PROBLEM DETAILS: The complete set of records should be given again verbatim.

Records from a collection
┌──
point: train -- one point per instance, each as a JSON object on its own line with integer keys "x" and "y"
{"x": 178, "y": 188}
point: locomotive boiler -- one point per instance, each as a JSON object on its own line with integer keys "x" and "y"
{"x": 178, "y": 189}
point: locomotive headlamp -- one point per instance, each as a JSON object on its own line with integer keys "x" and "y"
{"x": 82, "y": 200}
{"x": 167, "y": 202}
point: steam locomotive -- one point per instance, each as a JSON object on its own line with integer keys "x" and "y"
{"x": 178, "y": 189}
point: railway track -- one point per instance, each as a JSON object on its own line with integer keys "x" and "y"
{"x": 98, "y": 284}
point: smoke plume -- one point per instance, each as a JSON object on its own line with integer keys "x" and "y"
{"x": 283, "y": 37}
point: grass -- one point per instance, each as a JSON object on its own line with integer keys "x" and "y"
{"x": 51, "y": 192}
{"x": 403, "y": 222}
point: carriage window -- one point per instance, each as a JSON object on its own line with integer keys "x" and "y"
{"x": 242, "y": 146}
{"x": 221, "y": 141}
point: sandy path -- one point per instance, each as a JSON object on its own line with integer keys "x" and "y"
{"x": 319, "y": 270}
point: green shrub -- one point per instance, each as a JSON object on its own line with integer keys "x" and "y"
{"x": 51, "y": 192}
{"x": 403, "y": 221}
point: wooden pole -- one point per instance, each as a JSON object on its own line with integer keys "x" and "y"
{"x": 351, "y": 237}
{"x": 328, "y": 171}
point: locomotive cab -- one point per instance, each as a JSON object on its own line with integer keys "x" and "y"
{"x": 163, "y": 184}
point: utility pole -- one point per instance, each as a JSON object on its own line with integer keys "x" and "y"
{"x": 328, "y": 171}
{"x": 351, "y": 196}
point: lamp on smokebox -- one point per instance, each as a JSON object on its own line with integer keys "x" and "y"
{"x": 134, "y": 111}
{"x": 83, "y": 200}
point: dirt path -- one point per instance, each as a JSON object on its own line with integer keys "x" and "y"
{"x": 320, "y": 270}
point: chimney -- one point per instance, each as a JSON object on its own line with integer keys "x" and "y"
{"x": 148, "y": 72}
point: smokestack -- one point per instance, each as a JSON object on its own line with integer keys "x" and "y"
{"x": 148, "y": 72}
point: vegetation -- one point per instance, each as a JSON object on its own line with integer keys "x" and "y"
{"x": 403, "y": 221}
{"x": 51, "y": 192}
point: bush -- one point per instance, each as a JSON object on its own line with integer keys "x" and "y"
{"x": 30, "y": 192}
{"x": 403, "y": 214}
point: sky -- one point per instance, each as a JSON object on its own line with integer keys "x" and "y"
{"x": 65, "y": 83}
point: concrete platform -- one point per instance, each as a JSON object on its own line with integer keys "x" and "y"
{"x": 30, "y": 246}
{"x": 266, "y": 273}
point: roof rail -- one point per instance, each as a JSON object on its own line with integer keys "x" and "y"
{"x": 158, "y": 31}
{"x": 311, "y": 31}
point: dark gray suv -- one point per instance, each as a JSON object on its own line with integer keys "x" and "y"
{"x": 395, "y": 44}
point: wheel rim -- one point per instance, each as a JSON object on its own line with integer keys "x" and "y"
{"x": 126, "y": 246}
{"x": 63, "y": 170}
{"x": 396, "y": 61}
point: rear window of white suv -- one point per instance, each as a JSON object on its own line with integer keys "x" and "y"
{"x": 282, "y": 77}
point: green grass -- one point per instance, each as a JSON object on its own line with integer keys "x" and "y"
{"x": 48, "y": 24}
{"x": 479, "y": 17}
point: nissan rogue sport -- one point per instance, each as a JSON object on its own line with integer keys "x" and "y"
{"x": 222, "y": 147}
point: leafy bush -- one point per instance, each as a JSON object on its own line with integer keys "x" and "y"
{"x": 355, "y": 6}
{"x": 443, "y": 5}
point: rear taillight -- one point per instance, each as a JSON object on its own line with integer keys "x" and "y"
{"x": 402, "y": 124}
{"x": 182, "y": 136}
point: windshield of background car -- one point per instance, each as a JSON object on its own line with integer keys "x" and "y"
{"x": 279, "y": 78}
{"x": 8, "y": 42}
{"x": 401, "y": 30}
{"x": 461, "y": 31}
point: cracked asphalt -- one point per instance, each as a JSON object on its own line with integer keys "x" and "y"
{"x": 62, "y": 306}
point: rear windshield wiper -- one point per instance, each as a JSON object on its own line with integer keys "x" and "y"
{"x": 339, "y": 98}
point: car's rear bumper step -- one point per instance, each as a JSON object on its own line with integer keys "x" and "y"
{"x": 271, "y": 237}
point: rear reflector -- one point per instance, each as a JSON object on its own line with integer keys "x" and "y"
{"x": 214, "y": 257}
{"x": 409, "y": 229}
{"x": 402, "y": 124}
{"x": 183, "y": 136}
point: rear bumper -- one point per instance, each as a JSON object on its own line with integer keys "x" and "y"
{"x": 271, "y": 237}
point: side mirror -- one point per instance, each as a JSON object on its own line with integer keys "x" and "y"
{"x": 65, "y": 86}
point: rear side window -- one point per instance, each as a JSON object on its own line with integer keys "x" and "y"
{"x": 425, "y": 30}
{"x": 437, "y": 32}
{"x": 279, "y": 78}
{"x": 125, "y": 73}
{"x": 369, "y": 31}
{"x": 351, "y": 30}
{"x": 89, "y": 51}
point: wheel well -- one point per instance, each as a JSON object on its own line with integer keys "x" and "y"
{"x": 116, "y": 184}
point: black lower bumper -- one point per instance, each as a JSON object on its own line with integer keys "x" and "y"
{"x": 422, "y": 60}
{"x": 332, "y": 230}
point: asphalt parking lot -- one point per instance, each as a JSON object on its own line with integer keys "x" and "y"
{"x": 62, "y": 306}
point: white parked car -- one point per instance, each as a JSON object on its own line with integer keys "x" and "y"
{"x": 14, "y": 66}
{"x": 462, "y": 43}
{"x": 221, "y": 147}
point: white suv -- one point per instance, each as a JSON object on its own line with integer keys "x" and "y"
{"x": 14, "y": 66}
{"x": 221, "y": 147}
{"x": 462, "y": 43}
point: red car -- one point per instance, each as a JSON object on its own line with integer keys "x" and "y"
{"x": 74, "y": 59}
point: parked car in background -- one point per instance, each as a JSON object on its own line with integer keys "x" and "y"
└──
OUTPUT:
point: train -- one point per instance, each as a JSON object on its own line with integer keys "x" and "y"
{"x": 178, "y": 188}
point: locomotive boiler -- one point per instance, each as a JSON object on its own line with integer keys "x" and "y"
{"x": 178, "y": 189}
point: locomotive headlamp -- one point per instance, each as a JSON object on its own line with integer keys "x" and "y"
{"x": 82, "y": 200}
{"x": 167, "y": 202}
point: steam locomotive -- one point per instance, each as a JSON object on its own line with integer keys "x" and "y"
{"x": 178, "y": 189}
point: railway track -- one point per instance, each as a JSON object on its own line with integer keys "x" and "y"
{"x": 98, "y": 284}
point: smoke plume -- one point per instance, each as a JSON object on its own line with integer keys "x" and "y"
{"x": 283, "y": 37}
point: grass -- one point per instance, each as a JSON object on its own line with integer keys "x" and "y"
{"x": 51, "y": 192}
{"x": 403, "y": 222}
point: carriage window -- one point per instance, each as a JSON object on its own line with integer keys "x" and "y"
{"x": 242, "y": 146}
{"x": 221, "y": 141}
point: sandy path -- one point per instance, each as a JSON object on its own line with integer keys "x" and "y"
{"x": 319, "y": 270}
point: green shrub -- one point per instance, each as a JSON object on its own line with integer keys "x" and "y"
{"x": 51, "y": 192}
{"x": 403, "y": 221}
point: wooden pole -- one point per instance, each as a JSON object on its own line with integer keys "x" and "y"
{"x": 351, "y": 237}
{"x": 328, "y": 171}
point: locomotive cab -- one point per instance, each as a JSON object on its own line with integer keys "x" and "y"
{"x": 163, "y": 184}
point: utility pole -- one point per instance, each as a JSON object on its own line with integer keys "x" and "y"
{"x": 328, "y": 171}
{"x": 351, "y": 196}
point: lamp on smokebox -- one point per instance, each as a JSON object on its own line with integer keys "x" and "y"
{"x": 134, "y": 111}
{"x": 83, "y": 200}
point: dirt path -- one point per instance, each as a JSON object on its own line with integer keys "x" and "y"
{"x": 320, "y": 270}
point: chimney -- one point per instance, each as a JSON object on its own line with integer keys "x" and "y"
{"x": 148, "y": 72}
point: smokestack -- one point per instance, each as a JSON object on its own line with integer keys "x" and "y"
{"x": 148, "y": 72}
point: vegetation -- one point per instance, each as a JSON object on its own line with integer keys "x" and "y"
{"x": 403, "y": 221}
{"x": 51, "y": 192}
point: bush -- one point per instance, each as a JSON object on its own line with integer keys "x" and "y"
{"x": 30, "y": 192}
{"x": 403, "y": 214}
point: sky -- one point per instance, each as a JSON object on its own line with integer keys "x" and "y"
{"x": 65, "y": 83}
point: concrete platform -- one point per instance, each as a JSON object on its own line with integer keys "x" and "y"
{"x": 30, "y": 246}
{"x": 266, "y": 273}
point: roof rail -- one point per instance, each as a JSON object on its own line with integer keys "x" and "y"
{"x": 158, "y": 31}
{"x": 311, "y": 31}
point: dark gray suv -- one point per instance, each as a JSON object on its own line with integer keys "x" and "y"
{"x": 395, "y": 44}
point: wheel rim -- one point per instance, each as a JSON object on its own line with integer keys "x" and "y"
{"x": 126, "y": 246}
{"x": 63, "y": 170}
{"x": 396, "y": 61}
point: rear window of white suv -- one point per instance, each as a JSON object on its own line with integer keys "x" and "y"
{"x": 282, "y": 77}
point: green grass -- one point per instance, each as a JSON object on its own line with integer keys "x" and "y"
{"x": 48, "y": 24}
{"x": 479, "y": 17}
point: nissan rogue sport -- one point per instance, each as a JSON object on its own line with integer keys "x" and "y"
{"x": 222, "y": 147}
point: leafy bush -- one point per instance, each as a JSON object on its own line with integer keys "x" and "y"
{"x": 355, "y": 6}
{"x": 443, "y": 5}
point: rear taillight -- one point per instance, each as a JSON object on its own line with integer keys "x" and "y"
{"x": 402, "y": 124}
{"x": 182, "y": 136}
point: windshield of background car -- one point per instance, each as a JSON object on its own line with integer keys "x" and "y"
{"x": 279, "y": 78}
{"x": 8, "y": 42}
{"x": 401, "y": 30}
{"x": 461, "y": 31}
point: cracked asphalt -- one point per instance, each as a JSON object on its own line with integer keys "x" and "y"
{"x": 62, "y": 306}
point: rear windshield wiper -- one point per instance, each as a JSON object on its own line with integer keys "x" and "y"
{"x": 339, "y": 98}
point: car's rear bumper step -- one point per instance, each as a JSON object on its own line with integer keys "x" and "y"
{"x": 271, "y": 237}
point: rear reflector -- one point per instance, each as a JSON object on its own line with integer keys "x" and "y"
{"x": 214, "y": 257}
{"x": 409, "y": 229}
{"x": 402, "y": 124}
{"x": 183, "y": 136}
point: rear bumper -- one point per instance, each as a JSON object on its own line with integer keys "x" and "y"
{"x": 271, "y": 237}
point: side mirror -- one point per instance, each as a JSON object on its own line with integer keys "x" and "y"
{"x": 65, "y": 86}
point: rear side window -- one point per instance, each as a JSON object on its own line with integer keys "x" and "y"
{"x": 425, "y": 30}
{"x": 437, "y": 32}
{"x": 279, "y": 78}
{"x": 125, "y": 73}
{"x": 369, "y": 31}
{"x": 351, "y": 30}
{"x": 89, "y": 51}
point: wheel well -- one point per instance, each as a JSON object on its own line with integer keys "x" and "y"
{"x": 116, "y": 184}
point: black lower bumper -- one point per instance, each as a JSON object on its own line with integer keys "x" and "y"
{"x": 422, "y": 60}
{"x": 332, "y": 230}
point: asphalt parking lot -- one point per instance, each as a JSON object on its own line with integer keys "x" and "y"
{"x": 62, "y": 306}
point: white parked car -- one point per instance, each as a JSON object on its own line with integer keys "x" and "y"
{"x": 14, "y": 66}
{"x": 462, "y": 43}
{"x": 221, "y": 147}
point: white suv -- one point per instance, each as a JSON object on its own line with integer keys "x" and "y"
{"x": 14, "y": 66}
{"x": 221, "y": 147}
{"x": 462, "y": 43}
point: red car -- one point per instance, each as a JSON object on its own line with integer keys "x" and "y"
{"x": 74, "y": 59}
point: parked car in background -- one point per instance, each as a JSON object on its own line with integer keys "x" and "y"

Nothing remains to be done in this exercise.